Work instructions.
1. In one to three sentences, explain why the review of Sara Danius's book says the Turner anecdote sums up her argument.
2. According to the review of Sara Danius's book, whose epic novels does she read closely?
3. Write the next part of the review of Sara Danius's book on technology and literary modernism, continuing from its final sentence.

Extract provided.

——————————

Midway through her appealing book on technology and literary modernism, Sara Danius cites the famous story of the English painter J. M. W. Turner, as related by John Ruskin: When a naval officer remarked that the ships in one of his paintings lacked portholes, Turner is said to have replied, "Yes, I know that well enough; but my business is to draw what I see, and not what I know is there." This anecdote nicely encapsulates Danius's argument, which is that the literature of European modernism both records and expresses the passage from knowing to seeing, from an abstract theoretical stance to an aesthetic stance grounded in the perceptual faculties of the human body. Behind this bold assertion of the human sensorium, of course, are the radical extensions of early-twentieth-century technology. Through a close and theoretically informed reading of the epic novels of Thomas Mann, Marcel Proust, and James Joyce, Danius seeks to demonstrate "the nexus of perception, technological change, and literary form" (p. 1).

——————————

Dataset records.
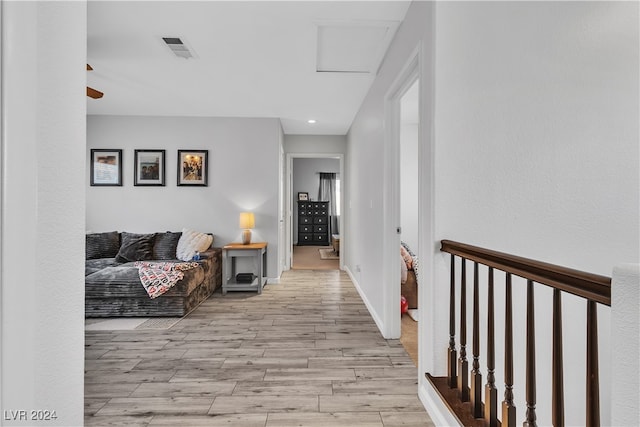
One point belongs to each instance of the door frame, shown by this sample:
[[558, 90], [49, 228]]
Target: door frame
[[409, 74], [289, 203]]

——————————

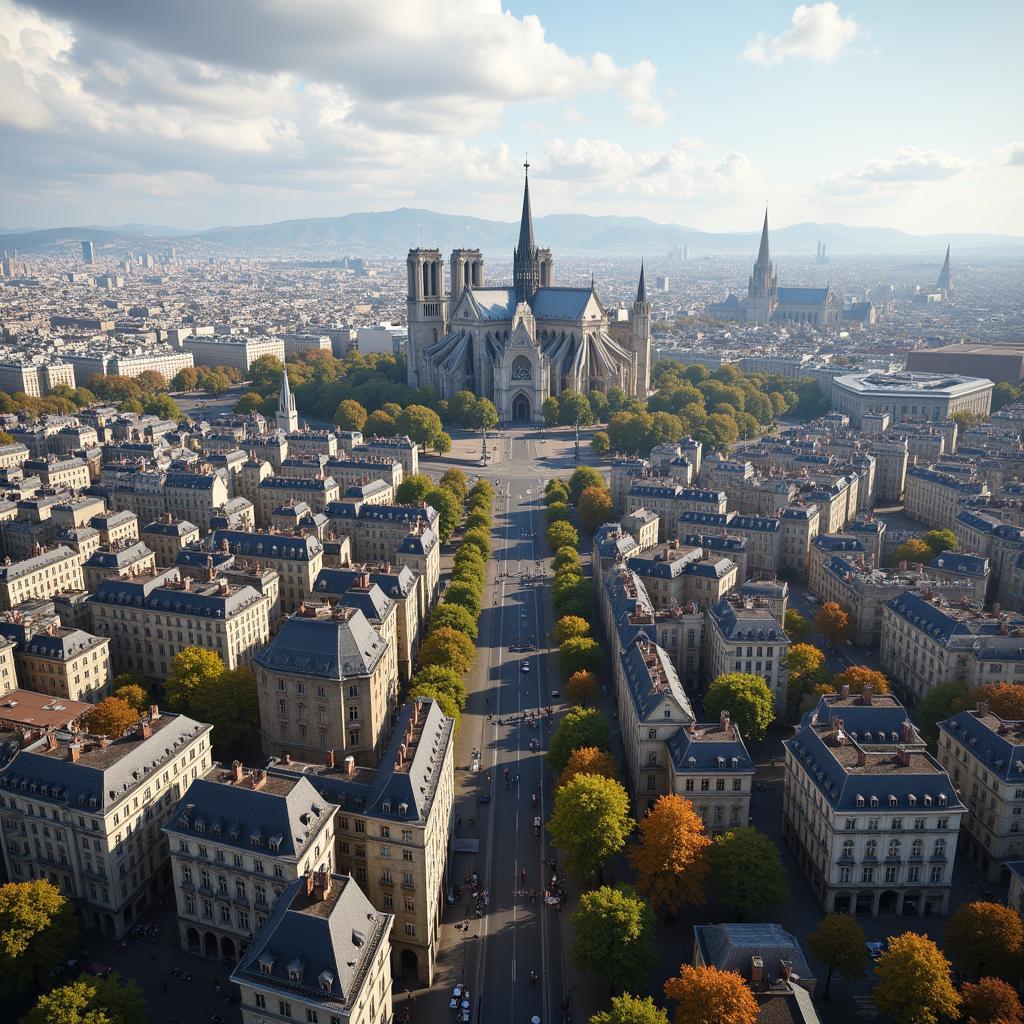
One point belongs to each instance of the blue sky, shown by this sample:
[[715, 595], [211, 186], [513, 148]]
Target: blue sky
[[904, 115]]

——————————

Activity answers.
1. Turner said his business was to draw what he saw, not what he knew was there. That mirrors Danius's claim that European modernist literature records and expresses a passage from knowing to seeing, from an abstract theoretical stance to an aesthetic one grounded in the body's perceptual faculties.

2. Those of Thomas Mann, Marcel Proust, and James Joyce.

3.
The Senses of Modernism begins with a substantial theoretical introduction in which Danius sets out the argument she will pursue: This will not be a catalog of novelists' attitudes toward technology, nor will it serve as a simple inventory of technological themes and motifs in modern fiction. Rather, the effort will be to show that new "technologies of perception"—photography, cinematography, telephony, and other modes of reproducing visual and audible experience—are fundamentally constitutive of modern [End Page 855] literature. The ways in which technology frames the modern literary sensibility, however, are subtle and often surprising.

The first of the three pillars of modernist literature that Danius analyzes is Mann's The Magic Mountain (1924), the saga of Hans Castorp, that hapless European Everyman who ventures off to the Berghof sanatorium to visit his ailing cousin and stays on for seven years, succumbing day by day to the pathologies that medical instruments are newly able to detect. The Magic Mountain has long been recognized as the classic Bildungsroman of the twentieth-century antihero, but Danius goes further to suggest that it is actually the experience of the machine—the X-ray machine in particular—that is vital to the formation not only of the central character but of the novel as a whole. "Mann's modernist aesthetic," she argues, is inseparable from "the emergence of visual technologies that made available new optical spaces and new realms of knowing" (p. 57).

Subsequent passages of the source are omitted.